EXTRACT TO READ
• • • •
Opened 4 years ago

Closed 4 years ago

Last modified 4 years ago

#8466 closed defect (fixed)

av_url_split violates RFC2396, fails to parse URLs

Reported by: Jacob Owned by:
Priority: normal Component: avformat
Version: unspecified Keywords: http
Cc: Marton Balint Blocked By:
Blocking: Reproduced by developer: no
Analyzed by developer: no

Description

(Slightly related ticket: #7871)

Summary of the bug:

This took a long time to track down, but the exact file and problem has now been identified.

The bug is in "libavformat/utils.c", function "av_url_split".

When given a URL that conforms to RFC2398, the 1998 URL standard, FFmpeg incorrectly parses the URL and fails to download the file.

This is because FFmpeg's parser looks for the earliest slash after the domain name, by assuming that there must be a slash after the domain name, before the query string, which is not true. The standard says that the slash is totally optional (https://stackoverflow.com/a/42193734/8874388).

How to reproduce:

ffmpeg version 4.2.1 Copyright (c) 2000-2019 the FFmpeg developers
  built with gcc 9.1.1 (GCC) 20190807

INCORRECTLY PARSED BY FFMPEG:

% ffmpeg -i "https://key.vscdns.com?key_id=2&model_id=991011&&access_key="
[https @ 000002308f499b00] HTTP error 400 Bad Request

CORRECTLY PARSED (VIA USER MANUALLY ADDING A SLASH):

% ffmpeg -i "https://key.vscdns.com/?key_id=2&model_id=991011&&access_key="
[https @ 00000262520c9b00] HTTP error 403 Forbidden

It affects any URL where the query string is immediate. Which means that it affects direct media links, M3U8/HLS playlists (where the user has no control over the URLs and no way to fix it themselves), etc.

This is problematic because the ".com?" format is entirely up to the streaming media provider, and cannot be affected by the user. Any streaming playlist that uses a field such as "EXT-X-KEY" with such a URL (as in my example URL) will fail completely in FFmpeg and there's nothing the user can do about it. So it is imperative that FFmpeg understands RFC2396 and allows the slash to be optional.

I looked at the parsing code and it seems quite simple to fix. It currently looks for the first "/" slash and "?" question mark. The fix would probably be to say "If a question mark was found, and it is earlier than the first slash, or no slash was found at all" then set the pointers so that it treats the "?" as the start of the query and the character immediately before that as the end of the domain name.

PS: I have set the same priority as the earlier URL parsing error ticket I referred to above. Feel free to lower the priority.

Change History (11)

comment:1 by Carl Eugen Hoyos, 4 years ago

Keywords: RFC2396 parsing removed
Priority: importantnormal
Version: 4.2unspecified

Please test current FFmpeg git head and provide the command line you tested together with the complete, uncut console output to make this a valid ticket.
• • • •
DATA EXTRACT

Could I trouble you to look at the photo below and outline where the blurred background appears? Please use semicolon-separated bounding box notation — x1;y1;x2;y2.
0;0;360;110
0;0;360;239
• • • •
SET OF TASKS
1) According to the bug ticket, which function holds the bug, and in which file?
2) Transcribe the part of the bug ticket starting with "comment:1 by Carl" and going on through "a valid ticket.".

COMPLETED EXERCISE
1) The function av_url_split, in libavformat/utils.c.

2)
comment:1 by Carl Eugen Hoyos, 4 years ago

Keywords: RFC2396 parsing removed
Priority: importantnormal
Version: 4.2unspecified

Please test current FFmpeg git head and provide the command line you tested together with the complete, uncut console output to make this a valid ticket.